-- Start TEXT PROVIDED --

From:  "H. Peter Anvin" <hpa@zytor.com>
To:  linux-kernel@vger.kernel.org
Subject:  Re: [PATCH] new system call mknod64
Date:  21 Apr 2003 12:59:13 -0700

Followup to:  <Pine.LNX.4.44.0304211153270.9109-100000@home.transmeta.com>
By author:    Linus Torvalds <torvalds@transmeta.com>
In newsgroup: linux.dev.kernel
> 
> But that _will_ force aliasing, unless you start doing some really funky 
> things (make the dev_t look more like a UTF-8 unicode-like extension, 
> which is obviously possible). In other words, there will be OTHER values 
> for "dev_t" that will _also_ look like the tuple <3,1>.
> 
>  - other values of dev_t that also look like <3,1> had better act 
>    _identically_ to the legacy values. It _has_ to work this way, since 
>    otherwise you'd have a total maintenance nightmare, with "ls -l"  
>    showing two device files as being identical, yet having different
>    behaviour.
> 

Actually, the lessons learned from many things including UTF-8 (which
unfortunately does have aliasing) seems to indicate that the only
right answer is that noncanonical aliases are *illegal.*  If we do
mapping on the syscall boundary, then the kernel will always report
canonical form, and we should just throw -EINVAL on receiving a
noncanonical device number if such a thing can exist at all.

-- End TEXT PROVIDED --
-- Start SUPPLIED DATA --

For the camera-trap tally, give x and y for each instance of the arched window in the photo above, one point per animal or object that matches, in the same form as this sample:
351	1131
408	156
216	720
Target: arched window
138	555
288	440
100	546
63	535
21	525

-- End SUPPLIED DATA --

> **TASK REQUIREMENTS**:
a. Answer these questions about the mknod64 message:
(i) What date does its header give?
(ii) In the quoted passage, what tuple would other values of "dev_t" also look like?
(iii) What error does the reply say should be thrown on receiving a noncanonical device number?
b. Can you rewrite the stretch of the mknod64 message from "Actually, the lessons" through "exist at all.", putting "system call boundary" in place of "syscall boundary"?
c. How would the mknod64 message go on? Extend it from its final sentence.
The data has no connection to the mknod64 message.

> **ANSWERS FOR THIS EXERCISE**:
a.
(i) 21 Apr 2003 12:59:13 -0700
(ii) <3,1>
(iii) -EINVAL

b.
Actually, the lessons learned from many things including UTF-8 (which
unfortunately does have aliasing) seems to indicate that the only
right answer is that noncanonical aliases are *illegal.*  If we do
mapping on the system call boundary, then the kernel will always report
canonical form, and we should just throw -EINVAL on receiving a
noncanonical device number if such a thing can exist at all.

c.
FWIW, here is a completely alias-free encoding of dev_t which is also
backwards compatible and hole-free:

  dev_t := major<31:8> . minor<31:8> . major<7:0> . minor<7:0>

where . is bitwise concatenation.  One of the major advantages, other
that being alias-free, is that the resulting code is free from
conditionals.

typedef __u64 dev_t;

static inline __u32 MAJOR(dev_t __d)
{
	return (__u32)(__d >> 32) & 0xffffff00 |
	       (__u32)(__d >> 8)  & 0x000000ff;
}
static inline __u32 MINOR(dev_t __d)
{
	return (__u32)(__d >> 8) & 0xffffff00 |
	       (__u32)__d & 0x000000ff;
}
static inline dev_t MKDEV(__u32 __ma, __u32 __mi)
{
	return ((dev_t)(__ma & 0xffffff00) << 32) |
	       ((dev_t)(__ma & 0x000000ff) << 8) |
	       ((dev_t)(__mi & 0xffffff00) << 8) |
	       ((dev_t)__mi & 0x000000ff);
}

In i386 assembly language, using regcall(%eax,%edx,%ecx):

MAJOR:
	movb %ah,%dl
	movl %edx,%eax
	ret

MINOR:
	movb %al,%ah
	movb %dl,%al
	rorl $8,%eax
	ret

MKDEV:
	movl %eax,%ecx
	shll $8,%eax
	movb %dl,%ah
	movb %cl,%al
	shrl $24,%ecx
	movb %cl,%dl
	ret
-- 
<hpa@transmeta.com> at work, <hpa@zytor.com> in private!
"Unix gives you enough rope to shoot yourself in the foot."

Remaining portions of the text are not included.